** FRAGMENTO DE ORIGEN **
A su vez, los conflictos de convivencia o, más en general, los retos cotidianos de la vida dentro de la institución, afectarían a todas las personas de la comunidad escolar —y no sólo a los directamente involucrados—, por lo que también se esperaría de todos una implicación activa en su prevención y tratamiento.
Por otro lado, como señala Pérez (1996)[1], tendríamos una respuesta más «especializada», esto es, consistente en “programas específicos” destinados a hacer frente a aspectos determinados del problema de comportamiento antisocial o a manifestaciones más concretas del mismo, que técnicamente denominaríamos prevención secundaria y terciaria. Se trata de programas más o menos ambiciosos, desarrollados por expertos, y que se vienen aplicando en centros educativos españoles desde hace años. Los cuatro que presento y describo a continuación tienen en común haber sido evaluados seriamente, quedando contrastada su eficacia.
Modelo docente para prevenir las conductas disruptivas
Entendemos que nuestra actual práctica docente se acerca a una simbiosis de los estilos conductista y constructivista. Es indudable que debemos apostar a un fuerte cambio en nuestra forma de actuar dentro del aula aventurándonos a llegar a tener un estilo docente que adopte las ideas de Paulo Freire y Edgar Morin, entre otros pedagogos contemporáneos.
El profesor debe tener el liderazgo en el aula, ya que es quien marca el ritmo, los contenidos, organiza el espacio y el tiempo, y supervisa el buen funcionamiento de la actividad. Hay actitudes, comportamientos y destrezas de los profesores que actúan de elemento disuasorio ante la disrupción, o por el contrario pueden favorecer la actitud hostil e indisciplinada de cierto alumnado. Estos factores están directamente relacionados con: la personalidad y forma de abordar la clase, su estilo de control y manejo del aula, su estilo docente y las interacciones que se producen en los procesos de aula.
La disrupción en el aula es un fenómeno complejo que a pesar de interpretarse en muchos casos como un hecho que recae en una serie de individuos, alumnos, es sin embargo un fenómeno interactivo. Así encontramos que en la búsqueda de mejoras del clima de aula hay que valorar y revisar aspectos referentes a la organización del aula, las estrategias de comunicación que se dan con cada profesor y grupo, los vínculos relacionales que se establecen entre los mismos, el ajuste curricular y las adaptaciones curriculares, las normas del aula y las rutinas que utiliza cada profesor en sus procesos de aula.
Lo antedicho se podrá llevar a la práctica desde el modelo docente al que se aspira, explicitado en el apartado anterior, con las siguientes estrategias áulicas:






















- Deseo de atención: debemos ignorar en lo posible el comportamiento y darle atención y apoyo sólo cuando actúa correctamente.
- Obtención de poder: debemos cortar la situación antes de que llegue a “mayores” y fijar un momento de encuentro a solas con el alumno y no reaccionar agresivamente en dicho momento.
- Deseo de venganza: debemos buscar las cualidades del alumno y promover su autoestima, ya que en ese caso éste tendrá menos necesidad de molestar a los demás.
· Incapacidad asumida: debemos asegurarnos que la tarea es adecuada y posible para ese educando en esa situación.

** Entradas de datos guardadas **
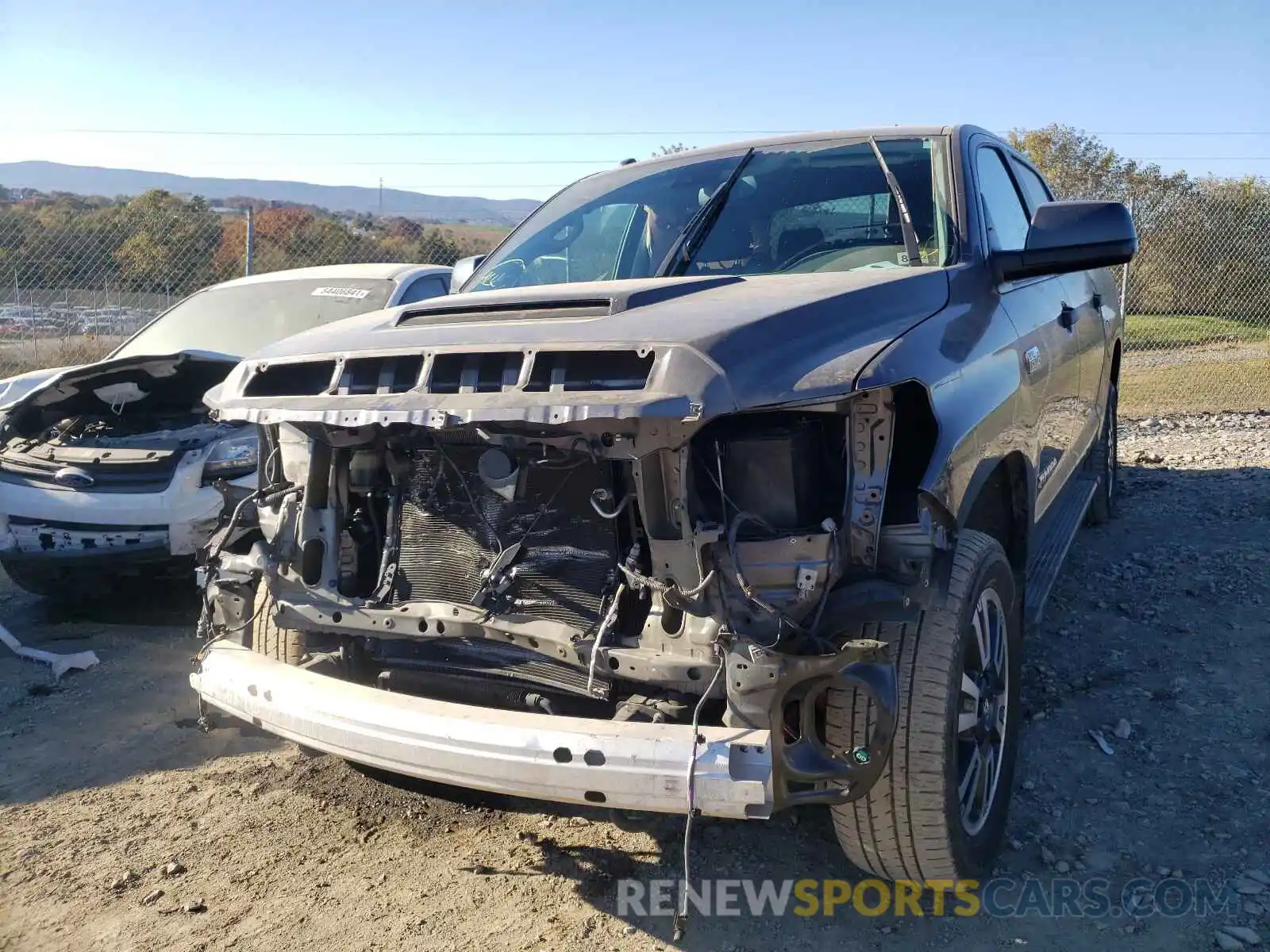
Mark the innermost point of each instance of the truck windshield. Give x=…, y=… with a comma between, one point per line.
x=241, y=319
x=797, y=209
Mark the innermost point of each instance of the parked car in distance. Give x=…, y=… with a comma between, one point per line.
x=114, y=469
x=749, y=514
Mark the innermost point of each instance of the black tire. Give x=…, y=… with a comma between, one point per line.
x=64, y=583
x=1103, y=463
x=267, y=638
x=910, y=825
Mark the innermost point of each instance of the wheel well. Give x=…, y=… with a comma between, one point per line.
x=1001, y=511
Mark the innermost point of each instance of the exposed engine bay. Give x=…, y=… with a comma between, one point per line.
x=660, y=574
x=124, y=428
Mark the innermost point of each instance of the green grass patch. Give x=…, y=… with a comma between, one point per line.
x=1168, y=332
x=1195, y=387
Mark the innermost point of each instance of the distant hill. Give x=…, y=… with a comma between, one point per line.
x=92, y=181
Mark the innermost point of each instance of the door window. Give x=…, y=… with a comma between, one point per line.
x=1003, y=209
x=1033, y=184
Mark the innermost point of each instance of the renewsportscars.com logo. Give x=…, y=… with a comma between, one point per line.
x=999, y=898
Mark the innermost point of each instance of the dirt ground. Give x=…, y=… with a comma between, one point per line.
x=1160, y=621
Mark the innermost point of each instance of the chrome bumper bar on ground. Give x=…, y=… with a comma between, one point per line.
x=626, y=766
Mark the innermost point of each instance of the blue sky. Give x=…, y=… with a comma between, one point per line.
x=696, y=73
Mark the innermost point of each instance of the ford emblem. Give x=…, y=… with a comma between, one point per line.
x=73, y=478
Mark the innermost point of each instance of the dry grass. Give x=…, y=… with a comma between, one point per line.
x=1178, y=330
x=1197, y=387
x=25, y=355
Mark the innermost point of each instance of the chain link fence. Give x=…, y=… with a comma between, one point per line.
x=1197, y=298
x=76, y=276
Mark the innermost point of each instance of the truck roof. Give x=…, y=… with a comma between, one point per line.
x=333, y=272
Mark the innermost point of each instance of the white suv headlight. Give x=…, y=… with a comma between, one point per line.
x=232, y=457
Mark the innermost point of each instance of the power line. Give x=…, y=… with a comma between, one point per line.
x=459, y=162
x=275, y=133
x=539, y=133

...

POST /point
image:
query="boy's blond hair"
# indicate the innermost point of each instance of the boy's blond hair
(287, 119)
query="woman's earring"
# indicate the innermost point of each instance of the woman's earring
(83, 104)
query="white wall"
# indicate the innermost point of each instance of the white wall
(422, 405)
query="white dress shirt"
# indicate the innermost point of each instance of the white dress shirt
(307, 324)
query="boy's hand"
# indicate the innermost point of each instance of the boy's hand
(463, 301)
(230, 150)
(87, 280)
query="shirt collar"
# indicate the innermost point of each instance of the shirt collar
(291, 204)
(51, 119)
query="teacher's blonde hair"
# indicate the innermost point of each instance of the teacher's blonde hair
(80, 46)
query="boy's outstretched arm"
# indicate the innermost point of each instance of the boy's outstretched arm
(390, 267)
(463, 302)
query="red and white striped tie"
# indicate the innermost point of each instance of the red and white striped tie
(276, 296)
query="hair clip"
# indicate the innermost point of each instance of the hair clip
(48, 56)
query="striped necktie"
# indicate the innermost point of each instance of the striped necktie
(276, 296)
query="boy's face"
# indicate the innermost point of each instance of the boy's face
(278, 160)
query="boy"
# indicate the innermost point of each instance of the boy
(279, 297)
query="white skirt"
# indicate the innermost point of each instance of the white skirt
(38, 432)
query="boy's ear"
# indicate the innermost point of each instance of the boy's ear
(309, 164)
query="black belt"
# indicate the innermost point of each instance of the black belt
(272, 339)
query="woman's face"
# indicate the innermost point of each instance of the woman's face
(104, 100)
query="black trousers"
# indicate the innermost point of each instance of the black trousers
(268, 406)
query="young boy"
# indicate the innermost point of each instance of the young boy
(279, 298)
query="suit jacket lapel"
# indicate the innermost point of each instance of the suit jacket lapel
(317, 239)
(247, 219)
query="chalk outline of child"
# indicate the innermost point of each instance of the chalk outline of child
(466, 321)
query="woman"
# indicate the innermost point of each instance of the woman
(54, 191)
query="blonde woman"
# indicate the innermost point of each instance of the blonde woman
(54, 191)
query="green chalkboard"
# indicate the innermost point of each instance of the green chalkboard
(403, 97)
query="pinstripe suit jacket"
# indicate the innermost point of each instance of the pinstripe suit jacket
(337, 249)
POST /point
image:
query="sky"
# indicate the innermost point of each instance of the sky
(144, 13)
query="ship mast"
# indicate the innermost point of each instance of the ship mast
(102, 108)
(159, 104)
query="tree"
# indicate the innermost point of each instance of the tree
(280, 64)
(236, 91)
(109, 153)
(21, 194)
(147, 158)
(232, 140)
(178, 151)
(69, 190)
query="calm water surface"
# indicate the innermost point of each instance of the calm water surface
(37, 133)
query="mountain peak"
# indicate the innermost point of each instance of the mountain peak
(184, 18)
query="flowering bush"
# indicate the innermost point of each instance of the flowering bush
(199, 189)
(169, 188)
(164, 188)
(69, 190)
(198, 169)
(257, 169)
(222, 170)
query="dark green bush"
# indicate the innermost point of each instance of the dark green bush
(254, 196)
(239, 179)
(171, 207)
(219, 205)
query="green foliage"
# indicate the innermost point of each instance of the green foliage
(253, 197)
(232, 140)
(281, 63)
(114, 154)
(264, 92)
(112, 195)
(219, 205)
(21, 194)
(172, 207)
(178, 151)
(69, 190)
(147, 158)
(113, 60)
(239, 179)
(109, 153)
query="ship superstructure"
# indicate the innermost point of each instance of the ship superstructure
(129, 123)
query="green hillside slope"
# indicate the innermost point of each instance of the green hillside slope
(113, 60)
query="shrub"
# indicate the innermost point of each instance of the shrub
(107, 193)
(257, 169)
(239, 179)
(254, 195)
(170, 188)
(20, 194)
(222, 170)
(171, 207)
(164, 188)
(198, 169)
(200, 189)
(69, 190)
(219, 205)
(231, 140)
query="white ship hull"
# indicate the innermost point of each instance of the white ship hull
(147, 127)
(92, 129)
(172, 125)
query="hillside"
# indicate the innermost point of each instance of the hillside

** TAREAS POR REALIZAR **
(1) Según el texto sobre la disrupción en el aula, ¿a qué se acerca la actual práctica docente?
(2) Prosigue el texto sobre la disrupción en el aula a partir de su última frase.
Los registros no hacen falta para nada.

** LISTA DE RESPUESTAS **
(1) A una simbiosis de los estilos conductista y constructivista.

(2)
De esta manera, para crear un clima institucional que desaliente conductas indeseables y que nos permita cumplir con los objetivos pedagógicos, es necesario instaurar un entramado social que favorezca las buenas conductas, el respeto mutuo, la disciplina, el autocontrol, la responsabilidad y la corresponsabilidad. Para que todo esto sea posible, deben existir instancias donde participen todos los actores anteriormente nombrados para reflexionar juntos y llegar a acuerdos mínimos, entre otros:
· Acordar entre los docentes pautas comunes en nuestras formas de actuar (debemos tener todos un “mismo discurso”). La convivencia es una acción en sí misma, que estructura actitudes y valores.
· Cada grupo debe confeccionar un código de convivencia de la clase. Pero a su vez toda la institución debe contar con un código general creado en forma democrática, compartida y negociada, que nunca se podrá contradecir con las normativas generales y legales vigentes.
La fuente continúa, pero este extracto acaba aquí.